## [Task instructions]
Please set out every line of the records below as a numbered list, skipping any blank lines and leaving out the pictures.
┌─ Task data
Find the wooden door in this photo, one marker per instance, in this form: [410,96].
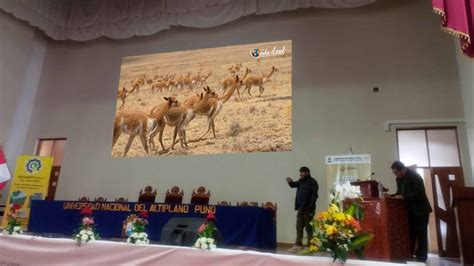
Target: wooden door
[53,182]
[443,180]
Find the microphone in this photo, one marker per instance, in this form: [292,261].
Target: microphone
[370,176]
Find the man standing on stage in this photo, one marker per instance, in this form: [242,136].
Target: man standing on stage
[305,205]
[411,188]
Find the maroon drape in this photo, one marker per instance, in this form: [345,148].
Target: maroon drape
[457,19]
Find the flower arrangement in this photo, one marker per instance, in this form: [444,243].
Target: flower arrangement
[138,234]
[344,191]
[206,234]
[13,221]
[338,231]
[86,231]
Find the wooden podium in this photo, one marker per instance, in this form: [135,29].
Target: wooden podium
[463,203]
[386,218]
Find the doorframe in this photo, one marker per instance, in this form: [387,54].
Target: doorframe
[36,151]
[429,167]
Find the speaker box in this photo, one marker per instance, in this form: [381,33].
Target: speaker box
[183,232]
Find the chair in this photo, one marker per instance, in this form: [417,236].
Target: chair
[121,199]
[84,199]
[147,195]
[272,207]
[100,199]
[245,203]
[174,196]
[128,224]
[200,196]
[224,203]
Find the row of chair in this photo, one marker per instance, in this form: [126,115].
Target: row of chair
[199,196]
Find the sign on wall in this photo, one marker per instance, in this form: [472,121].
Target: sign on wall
[249,114]
[347,167]
[30,182]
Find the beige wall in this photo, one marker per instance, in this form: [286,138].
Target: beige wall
[466,78]
[22,52]
[338,57]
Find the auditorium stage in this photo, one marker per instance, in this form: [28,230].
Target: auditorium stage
[25,249]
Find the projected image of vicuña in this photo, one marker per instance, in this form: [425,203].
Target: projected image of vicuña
[233,99]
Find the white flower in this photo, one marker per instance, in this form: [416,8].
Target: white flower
[345,191]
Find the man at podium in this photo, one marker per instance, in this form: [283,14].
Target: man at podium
[305,205]
[411,188]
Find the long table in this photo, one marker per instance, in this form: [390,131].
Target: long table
[240,226]
[28,250]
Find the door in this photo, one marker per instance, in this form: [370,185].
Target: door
[436,152]
[443,180]
[53,182]
[55,149]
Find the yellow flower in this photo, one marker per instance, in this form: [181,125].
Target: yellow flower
[341,217]
[330,230]
[333,208]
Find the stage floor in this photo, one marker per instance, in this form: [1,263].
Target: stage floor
[26,249]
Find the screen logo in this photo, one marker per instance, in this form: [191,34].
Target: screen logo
[265,52]
[33,166]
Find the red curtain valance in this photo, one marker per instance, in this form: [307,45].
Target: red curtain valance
[457,19]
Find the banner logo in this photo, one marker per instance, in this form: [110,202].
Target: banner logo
[33,166]
[265,52]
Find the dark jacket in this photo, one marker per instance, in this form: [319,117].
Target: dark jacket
[412,188]
[306,193]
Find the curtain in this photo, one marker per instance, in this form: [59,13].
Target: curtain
[83,20]
[457,19]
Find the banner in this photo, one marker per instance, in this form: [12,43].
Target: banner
[347,167]
[30,182]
└─
## [Answer]
1. Find the wooden door in this photo, one marker per instance, in this form: [410,96].
2. Target: wooden door
3. [53,182]
4. [443,180]
5. Find the microphone in this photo, one marker per instance, in this form: [292,261].
6. Target: microphone
7. [370,176]
8. Find the man standing on stage in this photo, one marker per instance, in this form: [242,136].
9. Target: man standing on stage
10. [305,205]
11. [411,188]
12. Find the maroon drape in this photo, one marker per instance, in this form: [345,148].
13. Target: maroon drape
14. [457,19]
15. Find the flower arrangement in this photo, one marker per instance, in this form: [444,243].
16. Target: flower arrangement
17. [138,234]
18. [344,191]
19. [206,234]
20. [13,221]
21. [338,231]
22. [86,231]
23. Find the wooden podium in this photo, one marker per instance, in this form: [135,29].
24. Target: wooden podium
25. [463,203]
26. [386,218]
27. Find the doorframe in this photo, one marker per instance, in this form: [387,54].
28. Target: doorframe
29. [36,151]
30. [429,167]
31. Find the speaker box in this photo, one marker per instance, in this form: [381,33].
32. Target: speaker box
33. [183,232]
34. Find the chair in this photo, one marker per instance, in this form: [417,236].
35. Target: chair
36. [121,199]
37. [84,199]
38. [147,195]
39. [272,207]
40. [100,199]
41. [245,203]
42. [174,196]
43. [128,224]
44. [200,196]
45. [224,203]
46. Find the row of chair in this photo, one marker per instance, in this form: [126,115].
47. Target: row of chair
48. [199,196]
49. Find the sign on wall in this photo, one marker per instance, in this form: [472,121].
50. Target: sign on wall
51. [249,114]
52. [347,167]
53. [30,182]
54. Find the beige wall in this photo, one marker per instance, in this form: [286,138].
55. Target: beige wall
56. [466,78]
57. [22,52]
58. [338,57]
59. Find the auditorium stage in this photo, one marker per instance, in this form: [28,230].
60. Target: auditorium stage
61. [25,249]
62. Find the projected image of vicuña in this photo, one marker per instance, in this form: [425,203].
63. Target: projected image of vicuña
64. [233,99]
65. Find the white flower in this photo, one marker per instance, in this form: [416,8].
66. Target: white flower
67. [345,191]
68. Find the man at podium in this photo, one marker per instance, in this form: [283,14].
69. Target: man at podium
70. [305,205]
71. [411,188]
72. Find the long table in this photo, one marker per instance, in this form: [390,131].
73. Target: long table
74. [240,226]
75. [28,250]
76. Find the door in this photo, one marker per instance, in this form: [370,185].
77. Target: door
78. [436,152]
79. [443,180]
80. [53,182]
81. [55,149]
82. Find the yellow flower in this photo, one marker per instance, in this form: [181,125].
83. Target: yellow flower
84. [341,217]
85. [330,230]
86. [333,208]
87. Find the stage floor in this photo, one marker per instance, in this form: [1,263].
88. Target: stage floor
89. [26,249]
90. Find the screen logo in this photo, one marker per instance, in this form: [191,34].
91. Target: screen logo
92. [265,52]
93. [33,166]
94. Find the red curtain valance in this photo, one marker per instance, in this form: [307,45].
95. Target: red curtain valance
96. [457,19]
97. Find the banner logo in this photo, one marker per instance, in this form: [110,202].
98. Target: banner logo
99. [33,166]
100. [265,52]
101. Find the dark jacket in this photo, one marker per instance, in this form: [319,117].
102. Target: dark jacket
103. [412,188]
104. [306,193]
105. Find the curtain in this photo, one marker per instance, in this form: [59,13].
106. Target: curtain
107. [83,20]
108. [457,19]
109. Find the banner in this photo, one marker per instance, in this form: [12,43].
110. Target: banner
111. [347,167]
112. [30,182]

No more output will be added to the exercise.